* start SELECTION *

This is the third of Neil Plakcy's books that I have read, which follow the adventures of Steve Levitan and his idiot savant golden retriever, Rochester. I liked the first two fairly well, but I had some issues with this one. It's silly the things that bother one. I understand fiction isn't necessarily "real", but things more-or-less should happen as they would in the real world.

My first problem, came when Steve and his friend Rick went to a snooty dog-training Nazi's location to check out her agility training course. Rick had been taking lessons from the woman. Well, immediately, the idiot savant Rochester went through the course with only a few mishaps. The problem here for me is that, in real life, a dog-training Nazi would never let a dog that hadn't even had the most basic behavioral training—sit, stay, come, heal, down—get within a mile of her agility training course. She would know instantly that Rochester lacked even the most elementary training because he was on a retractable leash. No one who understood even elementary level dog training would ever use a retractable leash.

Well, perhaps I'm being a bit severe. Rochester is, after all, rather an idiot savant of a dog. The thing that really bugged the crap out of me is that Steve went outside at one point and looked up to see the constellation Orion. What's wrong with that? Well, in the book we're nearing graduation. Trees have leaves and cast shade. That means we're talking about May or June. There's no way in hell one is going to see Orion in May or June. Nope, Orion is a winter constellation that one sees in December and January. Neil Plakcy should do a little research before he puts his fingers on the keyboard. For shame!

This book is really ***- rather than a plain ***.

* end SELECTION *
* start DATASET RECORDS *

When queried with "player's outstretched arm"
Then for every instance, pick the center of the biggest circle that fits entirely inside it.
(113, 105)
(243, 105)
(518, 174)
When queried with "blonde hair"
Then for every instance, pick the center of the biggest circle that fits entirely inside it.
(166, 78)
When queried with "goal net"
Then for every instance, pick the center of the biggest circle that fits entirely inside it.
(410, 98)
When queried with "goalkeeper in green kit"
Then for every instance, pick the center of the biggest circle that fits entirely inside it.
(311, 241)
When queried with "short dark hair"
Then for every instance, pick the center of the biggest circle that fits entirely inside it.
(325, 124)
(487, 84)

* end DATASET RECORDS *

In the book review, what type of leash does Rochester wear at the agility training course?

A retractable leash.